(Material provided begins)
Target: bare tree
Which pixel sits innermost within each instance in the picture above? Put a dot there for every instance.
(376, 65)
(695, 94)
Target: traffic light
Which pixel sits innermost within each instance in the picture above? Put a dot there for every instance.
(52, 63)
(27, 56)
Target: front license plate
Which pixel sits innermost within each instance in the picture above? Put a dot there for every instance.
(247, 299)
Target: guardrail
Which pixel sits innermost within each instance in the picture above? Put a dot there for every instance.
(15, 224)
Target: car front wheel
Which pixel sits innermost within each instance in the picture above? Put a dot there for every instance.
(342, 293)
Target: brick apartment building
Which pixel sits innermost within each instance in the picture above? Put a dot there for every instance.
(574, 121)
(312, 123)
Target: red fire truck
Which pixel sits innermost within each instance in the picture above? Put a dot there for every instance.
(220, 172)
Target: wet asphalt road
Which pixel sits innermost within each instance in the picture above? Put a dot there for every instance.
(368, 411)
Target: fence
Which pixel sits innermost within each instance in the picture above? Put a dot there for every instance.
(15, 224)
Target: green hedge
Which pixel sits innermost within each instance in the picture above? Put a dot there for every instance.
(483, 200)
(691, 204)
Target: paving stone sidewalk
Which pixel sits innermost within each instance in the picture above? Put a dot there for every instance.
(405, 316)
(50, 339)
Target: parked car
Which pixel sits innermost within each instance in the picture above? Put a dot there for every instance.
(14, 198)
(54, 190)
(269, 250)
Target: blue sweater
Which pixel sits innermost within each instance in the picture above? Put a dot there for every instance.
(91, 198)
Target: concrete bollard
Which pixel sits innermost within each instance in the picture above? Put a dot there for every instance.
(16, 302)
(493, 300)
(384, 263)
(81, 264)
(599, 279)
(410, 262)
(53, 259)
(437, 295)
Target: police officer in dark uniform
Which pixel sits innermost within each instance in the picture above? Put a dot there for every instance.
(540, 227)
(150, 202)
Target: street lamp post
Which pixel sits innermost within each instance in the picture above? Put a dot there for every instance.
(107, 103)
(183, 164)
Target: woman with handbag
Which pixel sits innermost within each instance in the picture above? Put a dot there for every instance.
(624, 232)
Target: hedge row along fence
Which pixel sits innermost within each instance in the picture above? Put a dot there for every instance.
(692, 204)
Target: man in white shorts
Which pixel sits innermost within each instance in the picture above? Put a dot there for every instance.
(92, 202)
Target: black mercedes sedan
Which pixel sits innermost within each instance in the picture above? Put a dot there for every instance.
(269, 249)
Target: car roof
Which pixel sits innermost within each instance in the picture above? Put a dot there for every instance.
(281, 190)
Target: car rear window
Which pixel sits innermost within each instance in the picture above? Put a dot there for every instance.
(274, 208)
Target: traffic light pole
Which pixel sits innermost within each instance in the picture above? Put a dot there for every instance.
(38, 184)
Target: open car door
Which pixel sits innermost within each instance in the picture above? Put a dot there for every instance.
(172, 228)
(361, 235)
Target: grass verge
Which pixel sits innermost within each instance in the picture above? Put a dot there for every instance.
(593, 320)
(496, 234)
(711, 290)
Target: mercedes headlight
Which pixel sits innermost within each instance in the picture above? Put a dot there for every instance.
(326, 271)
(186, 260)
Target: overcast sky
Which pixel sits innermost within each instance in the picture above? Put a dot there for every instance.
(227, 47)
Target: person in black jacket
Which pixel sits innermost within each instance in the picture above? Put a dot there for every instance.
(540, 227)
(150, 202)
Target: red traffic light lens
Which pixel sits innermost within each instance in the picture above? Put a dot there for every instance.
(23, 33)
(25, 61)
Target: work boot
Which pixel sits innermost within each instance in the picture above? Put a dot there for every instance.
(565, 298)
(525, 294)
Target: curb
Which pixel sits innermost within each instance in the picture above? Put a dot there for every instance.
(Material provided ends)
| How to complete this task |
Reproduce only what lies between the start of the listing above and the end of the line containing "Target: front license plate", keeping every line exact.

| Final answer |
Target: bare tree
Which pixel sits innermost within each instance in the picture above? Put a dot there for every instance.
(376, 65)
(695, 94)
Target: traffic light
Which pixel sits innermost within each instance in the picture above? Put a dot there for every instance.
(52, 63)
(27, 56)
Target: front license plate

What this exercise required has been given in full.